(Dataset entries)

------------

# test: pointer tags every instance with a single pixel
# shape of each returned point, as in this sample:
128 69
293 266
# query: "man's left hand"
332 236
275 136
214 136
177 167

------------

Would you repeat each of the lines above exactly?

# test: pointer tags every instance with a single pixel
# shape of each returned point, as in this sample:
128 69
293 266
# query: "man's left hand"
332 236
275 136
214 136
177 167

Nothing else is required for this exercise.